Scan the entries and copy each line where the word "dark" is present.

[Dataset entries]
=== Section Start ===

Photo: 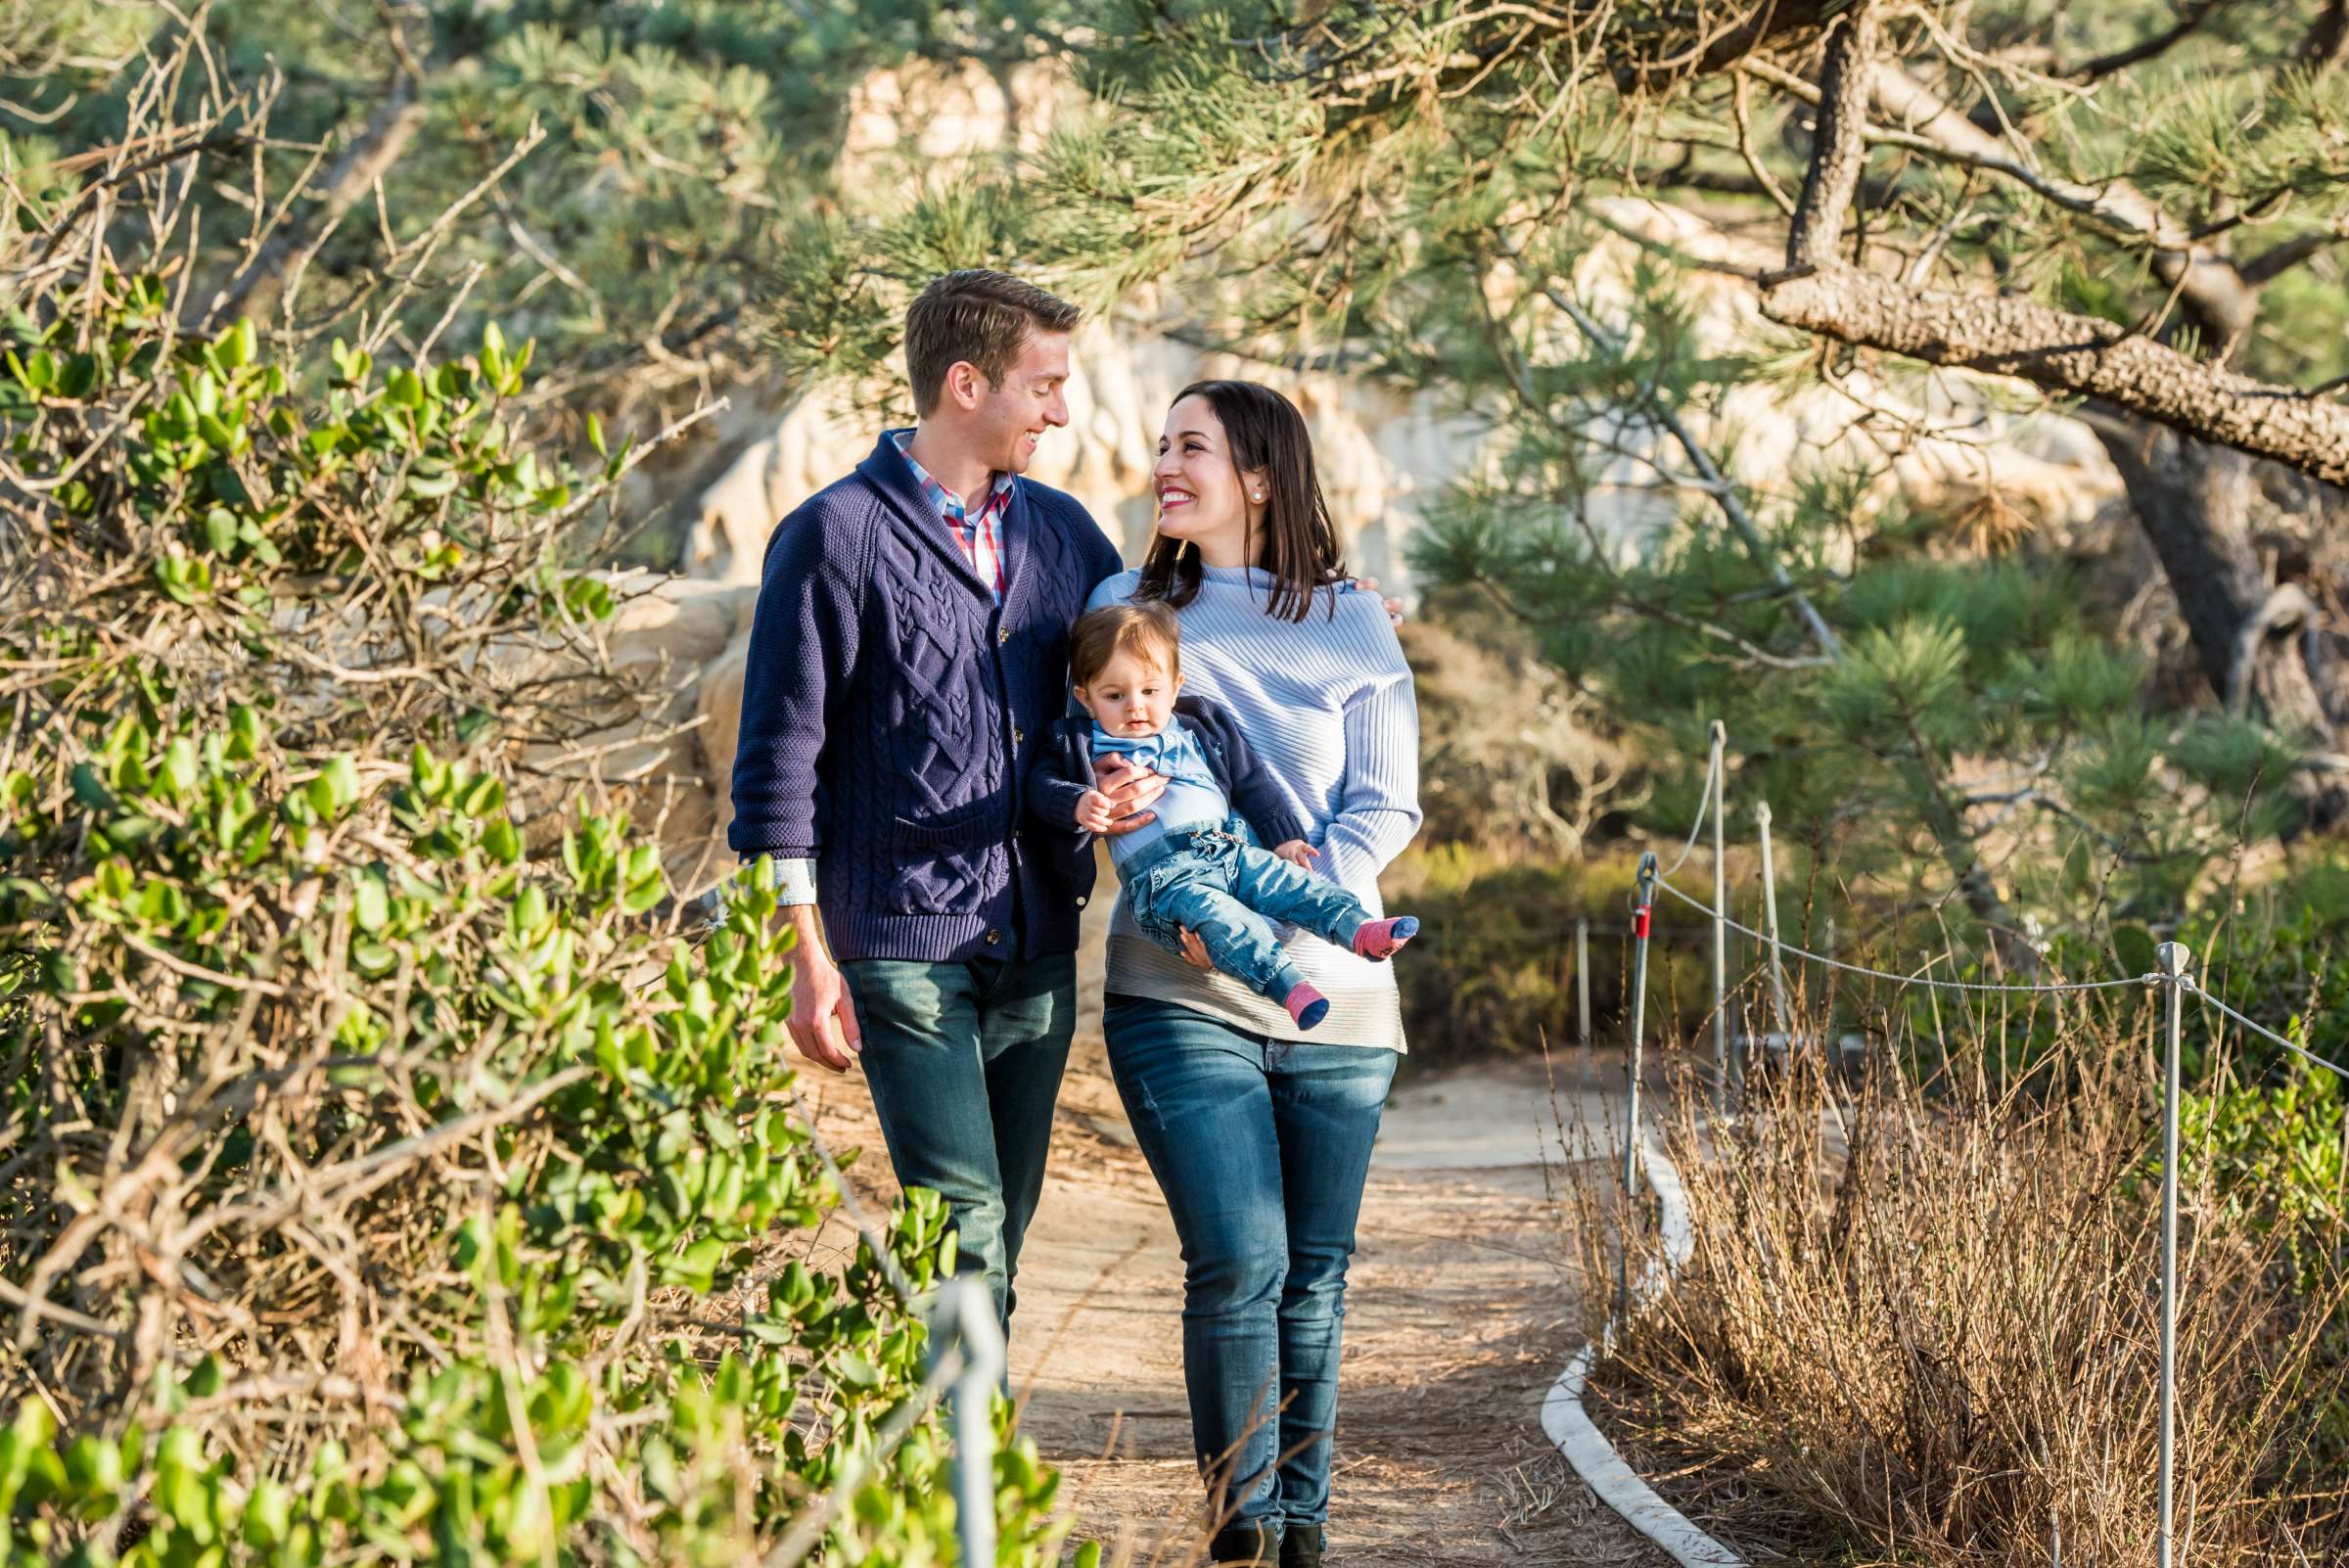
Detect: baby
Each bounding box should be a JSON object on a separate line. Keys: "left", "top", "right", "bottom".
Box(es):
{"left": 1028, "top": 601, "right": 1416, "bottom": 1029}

=== Section End ===
=== Section Start ===

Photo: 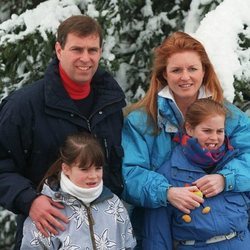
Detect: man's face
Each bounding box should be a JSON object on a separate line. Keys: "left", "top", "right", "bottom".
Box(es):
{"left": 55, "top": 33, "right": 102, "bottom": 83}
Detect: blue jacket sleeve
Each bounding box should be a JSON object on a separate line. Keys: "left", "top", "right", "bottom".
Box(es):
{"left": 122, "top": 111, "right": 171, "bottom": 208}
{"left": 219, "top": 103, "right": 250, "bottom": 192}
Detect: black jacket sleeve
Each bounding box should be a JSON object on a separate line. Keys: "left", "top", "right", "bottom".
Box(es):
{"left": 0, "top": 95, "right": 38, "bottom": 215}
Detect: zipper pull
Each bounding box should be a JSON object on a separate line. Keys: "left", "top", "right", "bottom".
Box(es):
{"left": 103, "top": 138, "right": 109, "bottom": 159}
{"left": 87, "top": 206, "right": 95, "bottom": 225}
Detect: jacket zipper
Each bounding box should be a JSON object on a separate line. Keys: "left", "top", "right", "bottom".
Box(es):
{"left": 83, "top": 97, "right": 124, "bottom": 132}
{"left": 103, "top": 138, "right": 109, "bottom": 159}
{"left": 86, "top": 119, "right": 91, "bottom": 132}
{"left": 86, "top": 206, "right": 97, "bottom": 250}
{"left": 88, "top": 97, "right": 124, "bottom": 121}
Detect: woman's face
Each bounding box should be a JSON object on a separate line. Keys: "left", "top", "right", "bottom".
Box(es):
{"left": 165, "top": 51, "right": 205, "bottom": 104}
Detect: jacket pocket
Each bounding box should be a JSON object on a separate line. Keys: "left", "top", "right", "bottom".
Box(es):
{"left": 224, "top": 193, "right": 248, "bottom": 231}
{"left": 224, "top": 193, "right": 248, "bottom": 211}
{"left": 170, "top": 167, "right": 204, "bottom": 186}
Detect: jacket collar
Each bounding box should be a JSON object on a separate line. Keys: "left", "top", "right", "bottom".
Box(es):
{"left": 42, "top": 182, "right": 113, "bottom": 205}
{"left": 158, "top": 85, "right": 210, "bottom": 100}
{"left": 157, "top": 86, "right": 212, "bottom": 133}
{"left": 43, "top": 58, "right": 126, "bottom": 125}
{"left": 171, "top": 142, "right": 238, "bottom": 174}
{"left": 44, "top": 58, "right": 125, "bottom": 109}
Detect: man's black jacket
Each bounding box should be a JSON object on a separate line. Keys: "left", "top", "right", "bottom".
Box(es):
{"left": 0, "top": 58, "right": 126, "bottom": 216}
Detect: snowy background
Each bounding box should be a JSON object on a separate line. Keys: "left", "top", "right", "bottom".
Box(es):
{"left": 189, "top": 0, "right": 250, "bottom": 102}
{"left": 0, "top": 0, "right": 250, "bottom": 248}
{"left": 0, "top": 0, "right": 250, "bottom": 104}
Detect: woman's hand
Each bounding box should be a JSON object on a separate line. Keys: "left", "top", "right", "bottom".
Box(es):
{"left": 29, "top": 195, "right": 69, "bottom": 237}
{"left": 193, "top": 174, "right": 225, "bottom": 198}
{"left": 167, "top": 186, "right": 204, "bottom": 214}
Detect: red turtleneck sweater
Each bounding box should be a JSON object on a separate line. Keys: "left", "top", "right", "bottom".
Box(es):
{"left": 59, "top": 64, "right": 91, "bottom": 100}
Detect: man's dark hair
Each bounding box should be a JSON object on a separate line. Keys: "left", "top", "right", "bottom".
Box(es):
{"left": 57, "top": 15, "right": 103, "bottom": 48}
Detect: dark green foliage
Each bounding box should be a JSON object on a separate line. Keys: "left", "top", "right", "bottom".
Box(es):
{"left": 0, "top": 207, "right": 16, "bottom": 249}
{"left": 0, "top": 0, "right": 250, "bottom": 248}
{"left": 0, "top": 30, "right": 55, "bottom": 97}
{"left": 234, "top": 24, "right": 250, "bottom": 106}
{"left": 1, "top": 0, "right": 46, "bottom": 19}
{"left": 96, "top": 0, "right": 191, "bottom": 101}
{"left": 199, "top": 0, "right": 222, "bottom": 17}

=== Section End ===
=== Section Start ===

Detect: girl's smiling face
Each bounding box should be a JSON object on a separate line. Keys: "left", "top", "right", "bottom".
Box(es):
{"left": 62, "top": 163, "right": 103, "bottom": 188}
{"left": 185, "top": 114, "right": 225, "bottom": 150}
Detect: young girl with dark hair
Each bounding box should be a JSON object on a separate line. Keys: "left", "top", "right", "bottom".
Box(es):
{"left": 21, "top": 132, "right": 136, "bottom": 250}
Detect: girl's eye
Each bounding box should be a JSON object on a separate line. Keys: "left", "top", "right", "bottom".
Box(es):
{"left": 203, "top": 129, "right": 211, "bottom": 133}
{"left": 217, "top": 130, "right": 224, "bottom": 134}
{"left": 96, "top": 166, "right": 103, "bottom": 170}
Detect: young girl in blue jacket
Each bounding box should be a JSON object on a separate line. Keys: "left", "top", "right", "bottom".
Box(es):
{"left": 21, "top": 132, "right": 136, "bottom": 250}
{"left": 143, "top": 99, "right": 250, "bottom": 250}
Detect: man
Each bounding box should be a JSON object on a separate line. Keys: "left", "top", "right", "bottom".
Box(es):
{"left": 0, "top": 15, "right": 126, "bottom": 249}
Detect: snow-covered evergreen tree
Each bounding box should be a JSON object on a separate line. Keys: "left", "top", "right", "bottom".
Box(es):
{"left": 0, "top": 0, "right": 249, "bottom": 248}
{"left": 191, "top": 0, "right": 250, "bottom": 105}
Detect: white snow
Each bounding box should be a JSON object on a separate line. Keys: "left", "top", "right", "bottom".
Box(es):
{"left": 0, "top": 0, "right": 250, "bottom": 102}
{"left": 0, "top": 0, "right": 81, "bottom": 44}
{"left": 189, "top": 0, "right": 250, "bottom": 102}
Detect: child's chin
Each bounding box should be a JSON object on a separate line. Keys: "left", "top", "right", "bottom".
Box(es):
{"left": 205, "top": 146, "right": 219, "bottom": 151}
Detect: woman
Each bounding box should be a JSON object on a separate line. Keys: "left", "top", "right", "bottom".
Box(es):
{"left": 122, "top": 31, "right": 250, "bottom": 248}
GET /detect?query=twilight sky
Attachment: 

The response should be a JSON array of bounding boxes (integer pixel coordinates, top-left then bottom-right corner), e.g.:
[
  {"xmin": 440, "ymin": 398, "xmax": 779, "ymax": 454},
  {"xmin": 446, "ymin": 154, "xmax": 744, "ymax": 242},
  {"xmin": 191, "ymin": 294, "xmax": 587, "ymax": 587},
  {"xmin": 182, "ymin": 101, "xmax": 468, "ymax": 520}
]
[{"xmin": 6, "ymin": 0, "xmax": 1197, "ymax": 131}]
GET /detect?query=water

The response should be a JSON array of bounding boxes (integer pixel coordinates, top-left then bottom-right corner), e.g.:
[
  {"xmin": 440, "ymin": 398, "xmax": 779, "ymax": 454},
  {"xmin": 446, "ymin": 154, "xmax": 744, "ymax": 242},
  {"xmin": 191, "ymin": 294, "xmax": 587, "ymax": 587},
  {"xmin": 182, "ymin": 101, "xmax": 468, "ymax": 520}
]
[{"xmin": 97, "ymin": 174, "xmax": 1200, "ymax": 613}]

=== Section End ===

## YOUR RESPONSE:
Detect: man's dark hair
Detect: dark green foliage
Detect: young girl with dark hair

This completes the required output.